▶ **EXCERPTED TEXT**
↓

For those reading this that know me well when I say that I left the Tower Hotel in London a little lost for words that will immediately give them an indication as to the 'impact' that the weekend had on me.
I have to be honest although I had high expectations about the event I didn't really know what to expect, I hadn't been before so it was a first for me and one of the first opportunities for me to really see first-hand what impact the research is having and meet some of the people behind the charities fantastic work. I went alone and didn't really know many people at all, I am a confident person so that didn't bother me, and I have been in contact with a lot of the staff from LLR, however I was blown away by how I felt like a part of the family within the first hour of looking around the exhibition on the Friday afternoon, and what an exhibition it was!
Massive congratulations to the team behind the exhibition. The room was made up of a series of boards which created a timeline of LLR's history. How the charity has progressed, and what impact the research has had over the decades. There was even an old computer showing the progression of the website - I thought that was ace!! What was really exciting is that our branch appeared on the fundraising stories for the 2000's decade - I was incredibly proud and humble to see that!

↑

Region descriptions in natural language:

↓

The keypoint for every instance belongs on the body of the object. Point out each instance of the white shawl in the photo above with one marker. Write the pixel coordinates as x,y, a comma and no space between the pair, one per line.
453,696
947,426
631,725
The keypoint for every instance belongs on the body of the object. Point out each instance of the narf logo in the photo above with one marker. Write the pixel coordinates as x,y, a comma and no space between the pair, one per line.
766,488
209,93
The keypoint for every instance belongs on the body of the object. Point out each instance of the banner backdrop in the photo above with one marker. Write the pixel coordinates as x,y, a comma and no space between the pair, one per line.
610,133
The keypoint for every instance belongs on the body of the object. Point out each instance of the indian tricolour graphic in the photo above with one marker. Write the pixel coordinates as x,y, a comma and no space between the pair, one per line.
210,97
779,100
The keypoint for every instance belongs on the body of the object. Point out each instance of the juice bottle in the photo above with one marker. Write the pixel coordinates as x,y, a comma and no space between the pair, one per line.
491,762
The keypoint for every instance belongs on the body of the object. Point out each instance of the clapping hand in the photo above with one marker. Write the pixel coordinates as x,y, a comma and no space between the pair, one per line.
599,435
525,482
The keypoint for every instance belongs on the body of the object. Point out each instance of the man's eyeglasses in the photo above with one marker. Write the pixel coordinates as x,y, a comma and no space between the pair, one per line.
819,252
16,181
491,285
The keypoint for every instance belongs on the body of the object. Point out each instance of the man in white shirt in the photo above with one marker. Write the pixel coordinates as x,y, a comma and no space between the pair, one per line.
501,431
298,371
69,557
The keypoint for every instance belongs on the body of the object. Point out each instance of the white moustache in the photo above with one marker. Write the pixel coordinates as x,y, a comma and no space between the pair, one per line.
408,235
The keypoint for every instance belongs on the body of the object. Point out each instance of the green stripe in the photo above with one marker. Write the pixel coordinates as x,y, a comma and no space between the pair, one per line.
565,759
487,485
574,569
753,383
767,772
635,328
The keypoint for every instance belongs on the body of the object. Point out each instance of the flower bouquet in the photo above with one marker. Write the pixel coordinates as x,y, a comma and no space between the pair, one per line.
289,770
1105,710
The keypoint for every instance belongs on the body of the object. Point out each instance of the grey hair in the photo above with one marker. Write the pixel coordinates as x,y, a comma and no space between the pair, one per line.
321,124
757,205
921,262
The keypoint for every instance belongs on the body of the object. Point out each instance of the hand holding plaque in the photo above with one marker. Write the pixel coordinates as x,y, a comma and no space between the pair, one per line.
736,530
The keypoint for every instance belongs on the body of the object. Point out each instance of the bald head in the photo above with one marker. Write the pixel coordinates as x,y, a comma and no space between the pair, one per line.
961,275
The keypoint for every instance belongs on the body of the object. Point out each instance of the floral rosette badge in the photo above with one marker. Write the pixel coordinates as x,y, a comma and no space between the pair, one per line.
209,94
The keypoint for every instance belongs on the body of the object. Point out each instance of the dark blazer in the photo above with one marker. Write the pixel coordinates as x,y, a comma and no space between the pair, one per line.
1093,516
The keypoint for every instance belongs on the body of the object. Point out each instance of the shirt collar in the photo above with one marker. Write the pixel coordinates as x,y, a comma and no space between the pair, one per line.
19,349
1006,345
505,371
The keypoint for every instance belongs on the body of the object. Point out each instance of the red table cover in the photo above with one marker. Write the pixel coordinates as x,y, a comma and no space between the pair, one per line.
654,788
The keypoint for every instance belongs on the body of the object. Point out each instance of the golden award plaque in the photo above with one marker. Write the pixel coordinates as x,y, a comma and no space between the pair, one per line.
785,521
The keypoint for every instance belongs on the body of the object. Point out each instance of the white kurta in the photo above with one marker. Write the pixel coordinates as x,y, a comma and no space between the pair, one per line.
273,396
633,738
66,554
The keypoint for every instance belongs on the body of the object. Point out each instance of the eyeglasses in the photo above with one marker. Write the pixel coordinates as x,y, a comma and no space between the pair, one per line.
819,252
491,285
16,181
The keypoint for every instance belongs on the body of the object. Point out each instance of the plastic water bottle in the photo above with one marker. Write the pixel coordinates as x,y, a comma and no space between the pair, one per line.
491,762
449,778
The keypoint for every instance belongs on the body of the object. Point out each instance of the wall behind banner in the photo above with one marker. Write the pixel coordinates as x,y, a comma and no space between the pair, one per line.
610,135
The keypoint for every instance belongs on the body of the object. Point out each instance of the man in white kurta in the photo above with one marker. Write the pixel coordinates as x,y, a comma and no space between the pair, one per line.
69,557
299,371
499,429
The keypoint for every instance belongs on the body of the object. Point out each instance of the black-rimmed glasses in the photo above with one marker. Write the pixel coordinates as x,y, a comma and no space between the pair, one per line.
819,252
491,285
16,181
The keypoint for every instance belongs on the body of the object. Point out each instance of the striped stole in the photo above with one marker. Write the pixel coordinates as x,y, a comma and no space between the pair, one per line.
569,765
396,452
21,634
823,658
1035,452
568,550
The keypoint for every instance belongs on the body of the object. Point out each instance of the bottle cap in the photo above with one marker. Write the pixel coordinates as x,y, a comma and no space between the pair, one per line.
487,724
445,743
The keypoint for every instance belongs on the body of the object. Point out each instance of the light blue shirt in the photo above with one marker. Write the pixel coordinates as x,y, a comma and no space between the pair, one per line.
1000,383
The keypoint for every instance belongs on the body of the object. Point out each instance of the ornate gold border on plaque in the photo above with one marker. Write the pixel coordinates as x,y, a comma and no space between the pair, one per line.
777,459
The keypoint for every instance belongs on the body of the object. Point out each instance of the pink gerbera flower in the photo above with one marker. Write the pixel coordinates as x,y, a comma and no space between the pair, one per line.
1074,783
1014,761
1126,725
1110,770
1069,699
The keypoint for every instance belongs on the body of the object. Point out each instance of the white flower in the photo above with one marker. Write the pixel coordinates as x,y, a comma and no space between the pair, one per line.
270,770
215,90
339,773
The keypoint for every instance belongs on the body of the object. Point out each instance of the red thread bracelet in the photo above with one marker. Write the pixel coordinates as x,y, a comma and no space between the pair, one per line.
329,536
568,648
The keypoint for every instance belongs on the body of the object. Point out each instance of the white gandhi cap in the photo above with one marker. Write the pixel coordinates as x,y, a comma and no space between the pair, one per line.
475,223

↑

▶ **WHAT YOU WILL DO**
1. Please repeat the LLR weekend post word for word, starting with "Massive congratulations to" and going on through "to see that!".
2. Answer these questions from the LLR weekend post.
(a) Which hotel did the writer leave at the end of the weekend?
(b) On what day and at what time of day did the writer look around the exhibition?
(c) For which decade did the writer's branch appear among the fundraising stories?
3. Carry on the LLR weekend post from its last sentence.

▶ **ANSWERS TO THIS EXERCISE**
1.
Massive congratulations to the team behind the exhibition. The room was made up of a series of boards which created a timeline of LLR's history. How the charity has progressed, and what impact the research has had over the decades. There was even an old computer showing the progression of the website - I thought that was ace!! What was really exciting is that our branch appeared on the fundraising stories for the 2000's decade - I was incredibly proud and humble to see that!

2.
(a) The Tower Hotel in London
(b) Friday afternoon
(c) The 2000's

3.
So after looking at the exhibition and chatting to people (it was great to be able to put a face to the names of the people at head office that have done so much to support our work) and been introduced to some inspirational people it was time for the meal, and when I saw the table plan I was a little excited - I had been put on the same table as Geoff Thomas! I actually said to Yvonne Dickson who I was sat next to 'wait til I tell my Dad I've been sat at with Geoff Thomas all night!' at which point we had to proceed in getting a photo to rub it in his face!
On the Saturday there was a group of fantastic speakers ranging from Chris Bunce the Director of Research to Kris Griffin a patient, Kirsty Crozier a nurse and closing remarks from Cathy Gilman the Chief Executive. Never have I been so inspired or moved by a series of talks that made me feel incredibly proud to be just a small part of this incredibly special family! One fascinating quote from Chris Pepper, Professor of Haematology at Cardiff Uni was when he expressed his fear of being out of a job in terms of his research into CLL as he was that confident that we are closing in on beating it, which is truly remarkable! I left the room on the final note from Cathy 'life is a gift to be used wisely and lived fiercely' with even more drive, motivation and commitment to the cause but more importantly excitement about what the future holds because we are ever closing in on beating blood cancers, and I truly hope that it is something I can see in my lifetime, and at 19 years of age I hope that it's a possibility!
What else was exciting about the weekend is the ideas and plans that I have been able to bring from the weekend, as part of our 50K Celebrations researchers at the University of Sheffield (where I am currently student) have said that our branch can have a tour of the facilities to see what impact the money is having. As well as this researchers, and members of staff have agreed to come to our £50K Celebration evening when the time comes and fingers crossed can bring the timeline boards I mentioned earlier! With £5,000 to go now we are determined to get there before September!!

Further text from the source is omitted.